Copy out every line of the records that contains the string "bridge", matching case exactly.

►

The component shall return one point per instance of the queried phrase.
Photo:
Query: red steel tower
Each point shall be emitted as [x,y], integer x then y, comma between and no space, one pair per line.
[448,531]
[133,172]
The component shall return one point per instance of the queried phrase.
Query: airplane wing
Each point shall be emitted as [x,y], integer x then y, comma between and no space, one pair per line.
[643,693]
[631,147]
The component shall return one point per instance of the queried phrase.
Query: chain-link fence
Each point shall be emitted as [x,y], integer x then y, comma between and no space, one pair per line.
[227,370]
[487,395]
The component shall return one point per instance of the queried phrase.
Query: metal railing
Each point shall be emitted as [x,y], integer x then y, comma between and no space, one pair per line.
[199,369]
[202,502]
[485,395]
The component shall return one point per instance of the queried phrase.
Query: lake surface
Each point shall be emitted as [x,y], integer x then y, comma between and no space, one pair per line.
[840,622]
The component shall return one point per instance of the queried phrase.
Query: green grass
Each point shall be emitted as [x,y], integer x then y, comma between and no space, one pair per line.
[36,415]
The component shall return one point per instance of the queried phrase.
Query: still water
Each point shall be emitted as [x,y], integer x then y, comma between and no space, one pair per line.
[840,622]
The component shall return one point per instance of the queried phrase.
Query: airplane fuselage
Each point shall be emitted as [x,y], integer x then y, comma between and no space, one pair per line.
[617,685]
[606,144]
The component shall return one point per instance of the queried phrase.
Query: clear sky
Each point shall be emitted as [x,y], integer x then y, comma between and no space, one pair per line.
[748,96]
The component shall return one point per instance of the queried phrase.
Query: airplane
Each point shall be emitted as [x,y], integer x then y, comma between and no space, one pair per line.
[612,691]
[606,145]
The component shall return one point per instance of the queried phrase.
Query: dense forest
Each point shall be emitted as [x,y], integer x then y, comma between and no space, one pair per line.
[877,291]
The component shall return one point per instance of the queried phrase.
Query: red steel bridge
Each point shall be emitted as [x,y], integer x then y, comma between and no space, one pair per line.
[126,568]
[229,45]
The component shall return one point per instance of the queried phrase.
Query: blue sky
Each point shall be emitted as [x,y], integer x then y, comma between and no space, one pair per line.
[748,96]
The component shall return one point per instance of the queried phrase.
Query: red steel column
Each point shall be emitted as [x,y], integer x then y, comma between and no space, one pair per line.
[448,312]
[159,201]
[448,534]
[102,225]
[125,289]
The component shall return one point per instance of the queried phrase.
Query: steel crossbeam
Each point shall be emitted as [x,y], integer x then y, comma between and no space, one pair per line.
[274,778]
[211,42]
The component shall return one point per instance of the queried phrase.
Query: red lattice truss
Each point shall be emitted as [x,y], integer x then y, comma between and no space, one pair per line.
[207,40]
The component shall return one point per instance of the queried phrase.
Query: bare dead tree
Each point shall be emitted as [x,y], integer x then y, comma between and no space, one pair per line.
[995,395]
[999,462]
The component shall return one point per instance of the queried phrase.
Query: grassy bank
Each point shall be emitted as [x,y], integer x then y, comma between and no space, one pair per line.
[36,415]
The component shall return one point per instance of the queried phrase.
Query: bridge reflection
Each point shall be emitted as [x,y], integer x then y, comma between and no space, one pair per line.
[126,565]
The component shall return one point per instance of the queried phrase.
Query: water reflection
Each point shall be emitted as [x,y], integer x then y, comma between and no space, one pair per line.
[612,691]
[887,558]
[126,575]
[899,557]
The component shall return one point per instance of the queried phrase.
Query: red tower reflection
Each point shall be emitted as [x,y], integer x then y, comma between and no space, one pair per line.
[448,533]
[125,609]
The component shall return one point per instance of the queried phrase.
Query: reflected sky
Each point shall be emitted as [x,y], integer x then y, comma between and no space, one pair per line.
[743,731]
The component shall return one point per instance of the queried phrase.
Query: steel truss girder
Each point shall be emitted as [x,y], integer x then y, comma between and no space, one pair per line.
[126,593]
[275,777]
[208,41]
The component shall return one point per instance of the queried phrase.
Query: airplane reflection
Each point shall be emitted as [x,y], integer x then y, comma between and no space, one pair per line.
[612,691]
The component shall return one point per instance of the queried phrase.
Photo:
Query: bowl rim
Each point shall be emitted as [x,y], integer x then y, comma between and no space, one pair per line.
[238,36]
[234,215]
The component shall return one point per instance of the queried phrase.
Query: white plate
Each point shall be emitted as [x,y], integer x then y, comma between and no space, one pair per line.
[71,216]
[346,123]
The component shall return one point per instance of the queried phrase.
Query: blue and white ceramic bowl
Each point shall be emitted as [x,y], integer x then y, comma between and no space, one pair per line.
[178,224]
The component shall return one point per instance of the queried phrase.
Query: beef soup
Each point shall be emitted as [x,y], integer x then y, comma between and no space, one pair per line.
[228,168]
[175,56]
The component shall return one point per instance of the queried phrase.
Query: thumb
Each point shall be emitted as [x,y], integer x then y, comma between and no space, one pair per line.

◄

* [Solution]:
Query: red steel bridge
Query: bridge reflection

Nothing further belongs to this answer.